So far, the section about semicontext notation has probably triggered more emotional responses than any other section of this page. Here are some examples of the feedback I have received so far from different participants:

1) "Wrapping the state in a list is an overhead I am very willing to accept (for the sake of portability of the DCG)."
2) "You should use DCG notation only for parsing; using it to pass around a state is horrible!"
3) "Passing around a state in this way is extremely convenient and makes my code very readable!"
4) "Wrapping the state in a list is an overhead I cannot accept."

I kid you not: Feedback (2) was sent to me almost literally, from a top-level Prolog programmer I very much respect. It happened several years ago, and to me this event has really hammered home the point that even extremely smart and experienced Prolog programmers need time to adopt such ideas, or may never adopt them at all. Hence, it may be even harder for average users. That's OK: Prolog can be quite useful even if you never use semicontext notation. It's just much more useful with it and allows you to solve problems that would otherwise be too complex to handle.

Material supplied:
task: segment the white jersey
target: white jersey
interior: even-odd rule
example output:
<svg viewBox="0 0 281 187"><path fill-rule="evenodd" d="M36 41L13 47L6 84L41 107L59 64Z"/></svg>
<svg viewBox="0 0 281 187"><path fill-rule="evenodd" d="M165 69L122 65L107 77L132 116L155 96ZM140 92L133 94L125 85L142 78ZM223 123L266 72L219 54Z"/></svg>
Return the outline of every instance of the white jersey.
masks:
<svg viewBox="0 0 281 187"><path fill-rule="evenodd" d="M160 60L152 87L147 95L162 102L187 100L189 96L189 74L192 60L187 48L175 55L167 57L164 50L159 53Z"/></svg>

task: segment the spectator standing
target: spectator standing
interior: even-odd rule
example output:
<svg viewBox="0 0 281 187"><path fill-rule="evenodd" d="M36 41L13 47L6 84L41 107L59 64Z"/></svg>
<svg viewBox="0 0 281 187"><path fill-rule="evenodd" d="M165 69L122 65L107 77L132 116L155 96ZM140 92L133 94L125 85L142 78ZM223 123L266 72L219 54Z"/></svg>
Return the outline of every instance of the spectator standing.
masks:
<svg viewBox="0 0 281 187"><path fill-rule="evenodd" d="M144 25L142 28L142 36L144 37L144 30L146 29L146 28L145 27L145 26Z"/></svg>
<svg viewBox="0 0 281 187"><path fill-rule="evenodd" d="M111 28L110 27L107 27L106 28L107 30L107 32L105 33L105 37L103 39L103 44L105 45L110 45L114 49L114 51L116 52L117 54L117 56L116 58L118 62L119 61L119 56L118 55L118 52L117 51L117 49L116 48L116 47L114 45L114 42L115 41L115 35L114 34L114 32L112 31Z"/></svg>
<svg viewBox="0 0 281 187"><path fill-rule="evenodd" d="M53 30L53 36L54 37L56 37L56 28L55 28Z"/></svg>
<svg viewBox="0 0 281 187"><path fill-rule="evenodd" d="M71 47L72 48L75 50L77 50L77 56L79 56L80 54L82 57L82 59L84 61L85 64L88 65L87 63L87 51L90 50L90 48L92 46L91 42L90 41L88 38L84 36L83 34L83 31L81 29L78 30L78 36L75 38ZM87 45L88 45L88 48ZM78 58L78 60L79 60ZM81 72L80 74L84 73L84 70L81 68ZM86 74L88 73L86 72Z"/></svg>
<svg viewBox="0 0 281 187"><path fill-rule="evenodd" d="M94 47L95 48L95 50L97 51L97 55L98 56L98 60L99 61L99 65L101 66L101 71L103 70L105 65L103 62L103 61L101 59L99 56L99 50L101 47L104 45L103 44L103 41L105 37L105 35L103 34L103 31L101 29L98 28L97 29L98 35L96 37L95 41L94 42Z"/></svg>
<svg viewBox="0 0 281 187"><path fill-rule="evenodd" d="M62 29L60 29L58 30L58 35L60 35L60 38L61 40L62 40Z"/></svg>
* * *
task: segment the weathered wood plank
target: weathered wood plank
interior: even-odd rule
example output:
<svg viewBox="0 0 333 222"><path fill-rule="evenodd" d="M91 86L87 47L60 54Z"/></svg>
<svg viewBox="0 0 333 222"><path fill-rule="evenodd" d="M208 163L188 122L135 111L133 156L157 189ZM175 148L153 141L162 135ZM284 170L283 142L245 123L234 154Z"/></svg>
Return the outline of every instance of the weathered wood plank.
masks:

The problem: Continue the excerpt about semicontext notation in Prolog, starting after its last sentence. The data above comes from a separate source.

Task result:
To the above list, we can now add your very interesting and surprising observation.

Thank you for actually measuring this!

All the best,
Markus

P.S.: Almost the same responses I got 5 years ago in the context of DCGs are now sent to me in the context of CLP(FD). That's also OK! I wonder what messages I will get in 5 years from now. Maybe a great outcry about CLP(B), followed by its adoption in user programs ;-)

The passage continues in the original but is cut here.